ÉNONCÉ DU PROBLÈME: D'après l'extrait ci-dessous sur la certification, combien de temps Vicki Benjamin a-t-elle consacré à réunir les documents chiffrés nécessaires ?

EXTRAIT DU TEXTE:
....

Le processus de certification est long et très rigoureux. Vicki Benjamin, cofondatrice du groupe d’investissement Karner Blue Capital a passé un an à réunir les documents chiffrés nécessaires. Fanny Auger chez Nature & Découvertes se souvient de la difficulté à faire remonter les informations de chaque magasin, le travail sur le bilan carbone, l’audit de ses 400 fournisseurs… Le philosophe de Patagonia, Vincent Stanley a conseillé Danone en Amérique. Il se rappelle la complexité de la démarche du plus grand groupe laitier aux États-Unis. « Les cadres pensaient que cela durerait trois ans. En fait, ils ont bouclé l’affaire en un an. » « Une femme était responsable de l’opération, explique-t-il. Et les jeunes employés ont donné un coup de main, ils voulaient que cela se fasse vite. »

....

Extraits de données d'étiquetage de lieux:
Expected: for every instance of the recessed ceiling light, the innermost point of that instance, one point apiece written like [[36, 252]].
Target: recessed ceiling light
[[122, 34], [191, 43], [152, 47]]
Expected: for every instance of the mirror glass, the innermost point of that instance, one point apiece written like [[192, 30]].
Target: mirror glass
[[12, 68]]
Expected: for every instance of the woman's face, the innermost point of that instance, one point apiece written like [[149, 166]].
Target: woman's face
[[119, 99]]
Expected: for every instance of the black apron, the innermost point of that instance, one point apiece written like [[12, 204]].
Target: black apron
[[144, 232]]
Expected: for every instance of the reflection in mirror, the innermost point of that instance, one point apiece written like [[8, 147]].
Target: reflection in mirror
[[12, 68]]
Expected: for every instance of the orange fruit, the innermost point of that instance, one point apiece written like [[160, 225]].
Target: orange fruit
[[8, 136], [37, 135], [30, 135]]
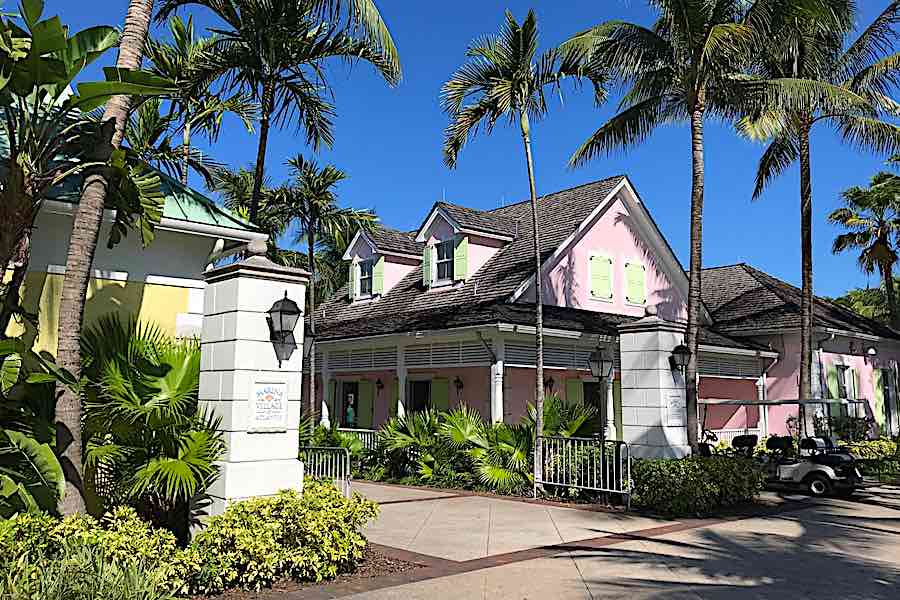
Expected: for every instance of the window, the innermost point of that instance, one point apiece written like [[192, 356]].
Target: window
[[445, 260], [365, 278]]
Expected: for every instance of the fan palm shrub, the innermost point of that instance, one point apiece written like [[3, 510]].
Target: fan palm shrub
[[148, 443]]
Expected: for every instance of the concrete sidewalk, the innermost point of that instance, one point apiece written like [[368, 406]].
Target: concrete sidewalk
[[495, 548]]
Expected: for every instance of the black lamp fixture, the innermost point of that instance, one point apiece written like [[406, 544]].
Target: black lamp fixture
[[282, 319], [681, 354], [601, 364]]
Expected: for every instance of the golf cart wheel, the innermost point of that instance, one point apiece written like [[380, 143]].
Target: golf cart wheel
[[818, 485]]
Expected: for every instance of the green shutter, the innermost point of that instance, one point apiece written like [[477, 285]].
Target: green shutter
[[366, 405], [574, 391], [635, 283], [831, 382], [878, 382], [395, 399], [440, 393], [601, 277], [426, 266], [461, 259], [378, 277], [351, 282], [617, 408]]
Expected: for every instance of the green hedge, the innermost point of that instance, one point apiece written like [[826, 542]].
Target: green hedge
[[308, 538], [695, 486]]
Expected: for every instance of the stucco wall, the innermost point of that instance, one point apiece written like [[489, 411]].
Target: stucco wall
[[613, 234]]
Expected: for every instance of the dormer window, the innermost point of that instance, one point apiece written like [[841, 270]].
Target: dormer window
[[444, 253], [365, 278]]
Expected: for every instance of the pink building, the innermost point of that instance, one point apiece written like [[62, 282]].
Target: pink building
[[444, 316]]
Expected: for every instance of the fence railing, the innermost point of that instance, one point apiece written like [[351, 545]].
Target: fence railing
[[587, 463], [366, 436], [328, 463], [727, 435]]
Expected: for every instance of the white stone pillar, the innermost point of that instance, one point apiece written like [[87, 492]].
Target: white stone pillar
[[497, 373], [241, 381], [654, 416], [401, 380]]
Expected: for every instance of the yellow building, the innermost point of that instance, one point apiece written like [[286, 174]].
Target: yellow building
[[161, 283]]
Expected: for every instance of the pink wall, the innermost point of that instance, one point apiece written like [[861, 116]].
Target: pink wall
[[567, 280], [729, 417], [395, 269]]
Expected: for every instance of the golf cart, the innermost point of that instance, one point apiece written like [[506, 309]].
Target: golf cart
[[817, 466]]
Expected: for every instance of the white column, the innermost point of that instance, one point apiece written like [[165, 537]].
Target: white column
[[497, 381], [241, 381], [401, 380], [325, 382], [654, 415]]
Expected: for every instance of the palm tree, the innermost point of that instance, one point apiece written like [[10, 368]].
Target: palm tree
[[871, 217], [274, 51], [851, 82], [681, 69], [310, 202], [82, 245], [186, 61], [505, 78]]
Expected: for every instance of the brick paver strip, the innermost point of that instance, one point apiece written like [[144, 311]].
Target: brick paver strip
[[434, 567]]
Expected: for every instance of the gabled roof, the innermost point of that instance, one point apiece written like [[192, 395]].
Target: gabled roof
[[386, 240], [743, 300]]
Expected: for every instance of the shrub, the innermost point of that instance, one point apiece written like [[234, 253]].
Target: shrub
[[695, 485], [311, 537], [255, 542], [84, 573]]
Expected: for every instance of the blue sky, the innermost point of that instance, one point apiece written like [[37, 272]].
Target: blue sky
[[388, 140]]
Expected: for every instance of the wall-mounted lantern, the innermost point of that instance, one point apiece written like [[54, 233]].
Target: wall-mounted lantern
[[680, 357], [601, 364], [282, 319]]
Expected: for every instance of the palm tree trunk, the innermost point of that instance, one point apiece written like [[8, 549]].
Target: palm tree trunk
[[806, 295], [311, 292], [692, 338], [887, 274], [82, 245], [185, 150], [264, 117], [538, 304]]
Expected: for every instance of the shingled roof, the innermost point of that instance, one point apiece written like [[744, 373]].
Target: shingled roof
[[392, 240], [479, 220], [743, 300]]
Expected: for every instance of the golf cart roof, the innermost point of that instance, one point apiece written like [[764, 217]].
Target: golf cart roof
[[777, 402]]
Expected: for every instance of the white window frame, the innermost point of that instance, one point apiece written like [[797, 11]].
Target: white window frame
[[370, 264], [625, 300], [612, 277], [437, 262]]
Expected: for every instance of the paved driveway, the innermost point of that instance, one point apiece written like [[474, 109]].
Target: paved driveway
[[477, 547]]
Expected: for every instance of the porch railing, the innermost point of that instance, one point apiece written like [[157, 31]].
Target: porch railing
[[328, 463], [587, 463], [368, 437]]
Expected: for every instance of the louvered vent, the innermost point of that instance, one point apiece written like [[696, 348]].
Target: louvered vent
[[725, 365]]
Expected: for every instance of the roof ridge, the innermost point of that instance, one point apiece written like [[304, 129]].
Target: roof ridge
[[568, 189]]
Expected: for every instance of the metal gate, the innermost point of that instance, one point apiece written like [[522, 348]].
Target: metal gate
[[588, 464], [328, 463]]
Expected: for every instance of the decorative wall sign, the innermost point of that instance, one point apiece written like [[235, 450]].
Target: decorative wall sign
[[676, 409], [268, 407]]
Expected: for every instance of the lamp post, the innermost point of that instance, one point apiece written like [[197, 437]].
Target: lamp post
[[282, 319]]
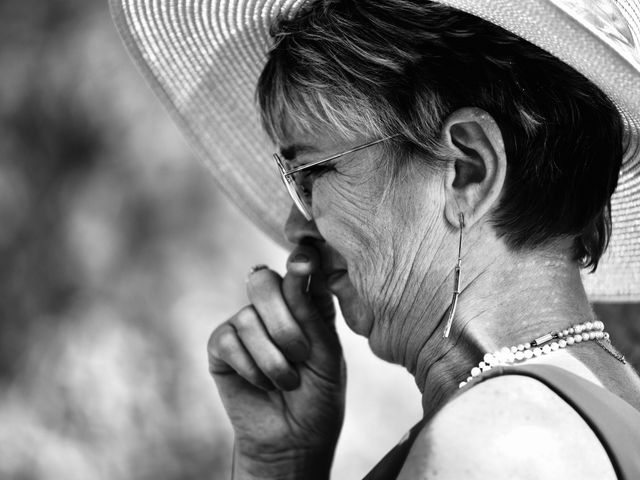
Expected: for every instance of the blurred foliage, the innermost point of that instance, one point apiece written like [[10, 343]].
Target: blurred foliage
[[115, 267]]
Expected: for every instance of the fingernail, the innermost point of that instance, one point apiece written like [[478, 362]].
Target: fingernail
[[300, 258], [297, 351], [256, 268]]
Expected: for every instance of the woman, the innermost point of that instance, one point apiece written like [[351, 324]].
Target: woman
[[449, 180]]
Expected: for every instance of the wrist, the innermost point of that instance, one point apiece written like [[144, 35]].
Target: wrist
[[290, 465]]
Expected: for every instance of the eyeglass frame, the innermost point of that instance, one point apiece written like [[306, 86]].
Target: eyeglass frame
[[292, 186]]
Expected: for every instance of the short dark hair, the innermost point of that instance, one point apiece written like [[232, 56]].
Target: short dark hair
[[401, 66]]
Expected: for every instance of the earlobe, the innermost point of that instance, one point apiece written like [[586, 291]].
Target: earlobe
[[477, 170]]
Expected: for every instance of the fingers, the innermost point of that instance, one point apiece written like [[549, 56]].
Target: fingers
[[228, 355], [242, 346], [264, 290], [303, 287]]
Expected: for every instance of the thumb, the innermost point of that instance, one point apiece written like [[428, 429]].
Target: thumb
[[304, 288]]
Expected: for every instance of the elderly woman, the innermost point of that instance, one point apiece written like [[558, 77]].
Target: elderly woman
[[449, 180]]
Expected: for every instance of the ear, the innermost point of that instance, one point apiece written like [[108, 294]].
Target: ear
[[475, 177]]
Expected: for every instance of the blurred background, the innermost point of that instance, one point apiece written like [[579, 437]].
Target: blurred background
[[117, 259]]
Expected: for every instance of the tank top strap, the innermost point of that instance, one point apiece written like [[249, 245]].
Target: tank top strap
[[613, 420]]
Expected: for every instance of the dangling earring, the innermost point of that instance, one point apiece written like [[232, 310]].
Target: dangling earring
[[456, 283]]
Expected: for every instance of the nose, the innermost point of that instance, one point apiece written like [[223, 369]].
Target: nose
[[298, 229]]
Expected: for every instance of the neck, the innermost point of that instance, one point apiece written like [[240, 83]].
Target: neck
[[506, 298]]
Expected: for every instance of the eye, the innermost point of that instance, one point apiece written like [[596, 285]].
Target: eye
[[306, 178]]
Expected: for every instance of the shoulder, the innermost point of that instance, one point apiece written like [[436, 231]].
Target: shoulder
[[507, 427]]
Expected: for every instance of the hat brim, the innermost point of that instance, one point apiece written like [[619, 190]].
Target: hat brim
[[203, 58]]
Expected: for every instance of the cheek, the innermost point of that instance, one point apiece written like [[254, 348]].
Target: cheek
[[358, 227]]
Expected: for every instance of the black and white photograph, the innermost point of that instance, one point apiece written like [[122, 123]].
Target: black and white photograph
[[319, 239]]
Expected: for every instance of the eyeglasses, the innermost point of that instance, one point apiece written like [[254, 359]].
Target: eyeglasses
[[300, 195]]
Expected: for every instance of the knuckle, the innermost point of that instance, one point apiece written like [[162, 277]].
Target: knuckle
[[225, 344], [245, 319], [277, 368]]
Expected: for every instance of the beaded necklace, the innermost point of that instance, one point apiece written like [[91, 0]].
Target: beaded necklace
[[578, 333]]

....

SOLUTION DU PROBLÈME: Elle a passé un an à réunir ces documents.